DOCUMENT EXTRACT:

******************************

I think this is exactly the same just different order? Alternatively to
avoid the array of attach[] the bpf_program__replace() could take the fd/id
like

   link = bpf_program__replace(prog, fw2, subprog_btf_id0))
   prog = bpf_program__from_link(link)
   link = bpf_program__replace(prog, fw2, subprog_btf_id0))

I slightly prefer using multiple replace() calls it feels somewhat similar
to the for each map loops I use today to replace map fds. If multiple replace()
calls are allowed it seems that it would work in original example and in the
case where fw1.o and fw2.o are loaded first.

Was that more clear?

> I think the amount of explicit libbpf api calls should be brought to minimum.

Sounds good to me. On my TODO list to see if some of the map handling
parts we have make sense in libbpf context. For example we have
routines to do map fd replacement which, as noted above, feels
similar to replacing functions.

******************************

DATASET:
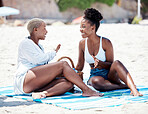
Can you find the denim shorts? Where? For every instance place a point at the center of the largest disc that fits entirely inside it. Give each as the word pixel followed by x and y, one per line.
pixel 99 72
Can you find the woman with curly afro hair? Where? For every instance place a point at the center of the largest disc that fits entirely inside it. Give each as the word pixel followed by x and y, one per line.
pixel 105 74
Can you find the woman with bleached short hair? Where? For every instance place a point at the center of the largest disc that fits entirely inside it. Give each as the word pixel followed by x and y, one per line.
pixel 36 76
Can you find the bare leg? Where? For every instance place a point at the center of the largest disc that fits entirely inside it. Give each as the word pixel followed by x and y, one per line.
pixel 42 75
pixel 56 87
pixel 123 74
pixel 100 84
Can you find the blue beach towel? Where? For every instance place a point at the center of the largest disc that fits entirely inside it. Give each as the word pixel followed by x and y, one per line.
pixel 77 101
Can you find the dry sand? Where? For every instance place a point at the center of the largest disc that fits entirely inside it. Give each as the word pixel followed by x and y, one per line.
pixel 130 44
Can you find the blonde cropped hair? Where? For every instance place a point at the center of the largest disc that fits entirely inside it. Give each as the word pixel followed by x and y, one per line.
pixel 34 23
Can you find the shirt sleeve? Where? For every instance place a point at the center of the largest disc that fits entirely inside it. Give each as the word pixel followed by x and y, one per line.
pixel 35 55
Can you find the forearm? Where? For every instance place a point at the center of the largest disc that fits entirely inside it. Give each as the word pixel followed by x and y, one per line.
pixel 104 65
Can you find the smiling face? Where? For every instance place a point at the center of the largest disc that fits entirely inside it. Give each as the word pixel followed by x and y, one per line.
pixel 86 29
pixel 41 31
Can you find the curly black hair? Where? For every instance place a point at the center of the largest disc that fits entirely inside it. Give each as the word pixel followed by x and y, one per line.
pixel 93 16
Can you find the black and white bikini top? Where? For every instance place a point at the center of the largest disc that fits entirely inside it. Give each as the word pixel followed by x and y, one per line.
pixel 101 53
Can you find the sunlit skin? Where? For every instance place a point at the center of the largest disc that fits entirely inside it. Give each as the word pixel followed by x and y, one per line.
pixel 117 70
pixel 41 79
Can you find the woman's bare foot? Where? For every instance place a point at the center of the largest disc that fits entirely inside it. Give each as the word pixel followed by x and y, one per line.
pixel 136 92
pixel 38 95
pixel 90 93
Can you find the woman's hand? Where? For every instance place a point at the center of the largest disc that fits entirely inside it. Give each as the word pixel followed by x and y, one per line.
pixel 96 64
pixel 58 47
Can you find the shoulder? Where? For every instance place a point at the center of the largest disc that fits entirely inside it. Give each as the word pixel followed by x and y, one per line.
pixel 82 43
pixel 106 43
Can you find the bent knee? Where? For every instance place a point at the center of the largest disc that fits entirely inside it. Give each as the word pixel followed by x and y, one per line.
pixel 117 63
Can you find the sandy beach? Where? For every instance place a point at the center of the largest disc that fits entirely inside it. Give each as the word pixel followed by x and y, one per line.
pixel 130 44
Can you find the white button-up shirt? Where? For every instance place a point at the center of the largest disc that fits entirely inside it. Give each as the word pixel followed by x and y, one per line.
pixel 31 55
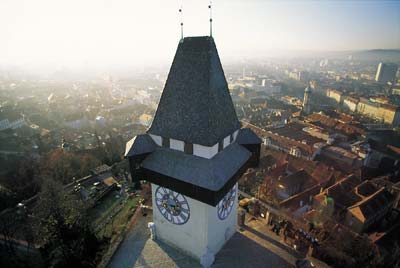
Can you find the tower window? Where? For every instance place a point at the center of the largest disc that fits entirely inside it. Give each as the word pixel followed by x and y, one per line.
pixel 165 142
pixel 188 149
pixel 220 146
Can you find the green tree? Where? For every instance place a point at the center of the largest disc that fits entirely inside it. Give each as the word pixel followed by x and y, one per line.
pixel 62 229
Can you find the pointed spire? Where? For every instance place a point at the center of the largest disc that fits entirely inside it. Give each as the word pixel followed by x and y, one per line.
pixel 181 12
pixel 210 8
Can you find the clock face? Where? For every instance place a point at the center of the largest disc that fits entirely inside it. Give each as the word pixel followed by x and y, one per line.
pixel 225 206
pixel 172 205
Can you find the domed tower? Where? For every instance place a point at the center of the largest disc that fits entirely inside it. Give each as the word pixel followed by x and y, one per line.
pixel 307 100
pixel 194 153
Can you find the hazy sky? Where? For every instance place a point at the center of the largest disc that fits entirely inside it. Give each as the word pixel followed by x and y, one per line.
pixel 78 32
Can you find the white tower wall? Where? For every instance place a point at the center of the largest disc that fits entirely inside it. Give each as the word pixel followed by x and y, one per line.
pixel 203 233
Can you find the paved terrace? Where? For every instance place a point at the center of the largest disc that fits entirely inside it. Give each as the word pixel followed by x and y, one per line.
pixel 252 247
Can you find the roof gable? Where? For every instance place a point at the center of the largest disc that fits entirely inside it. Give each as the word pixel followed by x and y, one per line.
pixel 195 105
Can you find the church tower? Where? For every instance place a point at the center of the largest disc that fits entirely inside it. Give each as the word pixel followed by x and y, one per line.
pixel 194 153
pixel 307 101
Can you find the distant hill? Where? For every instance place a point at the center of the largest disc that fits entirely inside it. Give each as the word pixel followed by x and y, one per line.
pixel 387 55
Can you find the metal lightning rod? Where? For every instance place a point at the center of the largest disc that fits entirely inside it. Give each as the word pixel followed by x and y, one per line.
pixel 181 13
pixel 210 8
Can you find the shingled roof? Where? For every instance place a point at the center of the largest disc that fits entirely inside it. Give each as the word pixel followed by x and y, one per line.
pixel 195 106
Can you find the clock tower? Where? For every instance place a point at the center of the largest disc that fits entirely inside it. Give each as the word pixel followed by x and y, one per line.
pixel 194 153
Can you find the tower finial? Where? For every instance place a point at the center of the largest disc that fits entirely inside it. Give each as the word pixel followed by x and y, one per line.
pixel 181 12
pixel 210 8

******************************

REQUIREMENT: List the arguments passed to bpf_program__replace() in the code lines of the libbpf discussion. The material is not needed for this exercise.

SOLUTION TO THE EXERCISE: prog, fw2, subprog_btf_id0